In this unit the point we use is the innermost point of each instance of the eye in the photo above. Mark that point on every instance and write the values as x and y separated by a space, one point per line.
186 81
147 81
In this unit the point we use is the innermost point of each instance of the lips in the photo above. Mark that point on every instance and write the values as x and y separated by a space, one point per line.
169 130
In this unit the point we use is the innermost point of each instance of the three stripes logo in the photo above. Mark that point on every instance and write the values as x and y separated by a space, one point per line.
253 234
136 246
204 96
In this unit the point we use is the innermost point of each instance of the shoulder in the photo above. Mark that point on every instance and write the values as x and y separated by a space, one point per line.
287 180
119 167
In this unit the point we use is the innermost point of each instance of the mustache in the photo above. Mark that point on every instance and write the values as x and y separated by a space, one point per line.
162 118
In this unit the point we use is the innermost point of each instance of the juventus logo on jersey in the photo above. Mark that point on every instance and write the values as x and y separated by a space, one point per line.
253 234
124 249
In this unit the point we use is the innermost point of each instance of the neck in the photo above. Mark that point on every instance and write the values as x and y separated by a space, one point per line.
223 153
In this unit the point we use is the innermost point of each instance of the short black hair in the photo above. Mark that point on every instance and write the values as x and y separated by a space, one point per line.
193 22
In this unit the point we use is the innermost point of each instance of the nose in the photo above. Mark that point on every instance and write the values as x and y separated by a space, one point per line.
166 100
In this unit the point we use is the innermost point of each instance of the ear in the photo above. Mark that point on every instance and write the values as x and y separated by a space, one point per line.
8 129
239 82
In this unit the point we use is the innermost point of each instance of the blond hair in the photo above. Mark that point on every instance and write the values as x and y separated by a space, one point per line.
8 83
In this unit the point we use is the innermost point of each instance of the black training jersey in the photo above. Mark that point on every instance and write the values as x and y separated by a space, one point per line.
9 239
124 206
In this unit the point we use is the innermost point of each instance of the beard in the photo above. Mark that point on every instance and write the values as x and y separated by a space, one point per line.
--
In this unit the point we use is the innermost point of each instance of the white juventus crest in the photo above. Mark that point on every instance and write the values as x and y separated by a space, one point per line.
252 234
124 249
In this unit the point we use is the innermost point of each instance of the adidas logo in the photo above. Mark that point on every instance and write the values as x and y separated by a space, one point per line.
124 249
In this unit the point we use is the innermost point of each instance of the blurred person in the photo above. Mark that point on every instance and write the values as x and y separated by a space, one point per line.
==
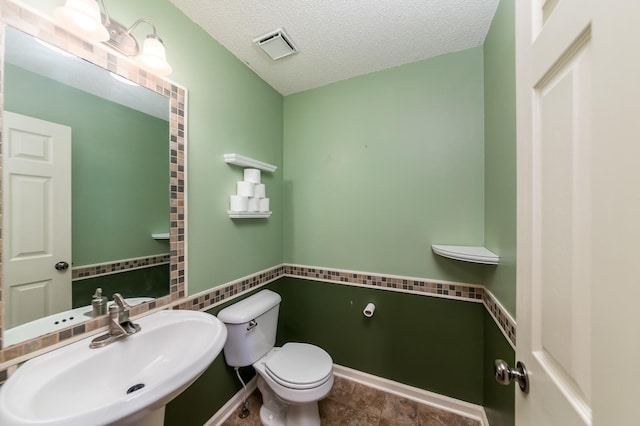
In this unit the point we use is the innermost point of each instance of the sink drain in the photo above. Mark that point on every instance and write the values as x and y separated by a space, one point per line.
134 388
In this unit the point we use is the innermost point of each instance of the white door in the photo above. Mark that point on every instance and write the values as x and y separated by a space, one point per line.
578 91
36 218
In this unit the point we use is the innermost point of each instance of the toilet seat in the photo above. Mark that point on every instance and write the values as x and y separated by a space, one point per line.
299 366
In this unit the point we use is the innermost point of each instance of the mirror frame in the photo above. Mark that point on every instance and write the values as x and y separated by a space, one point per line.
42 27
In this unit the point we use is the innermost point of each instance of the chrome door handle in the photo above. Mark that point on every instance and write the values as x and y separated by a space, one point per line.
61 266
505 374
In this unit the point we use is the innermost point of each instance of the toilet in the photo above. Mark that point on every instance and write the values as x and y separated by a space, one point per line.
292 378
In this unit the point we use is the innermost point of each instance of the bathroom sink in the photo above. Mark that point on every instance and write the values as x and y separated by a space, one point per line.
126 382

> [Problem to work on] Set down again, unchanged, the stretch of the items above from the line containing "of the black" through the line containing "of the beard", with both of those lines included.

> [Solution]
In this unit the point we use is the innermost point of each instance of the black training jersey in the photo above. Mark that point on every instance and write the values as x and y separated by a space, one point per line.
9 239
124 206
In this unit the point we use is the innermost point of each instance of the beard in the photo above. Mark that point on every instance and write the values as x and y separated by a space, one point per line.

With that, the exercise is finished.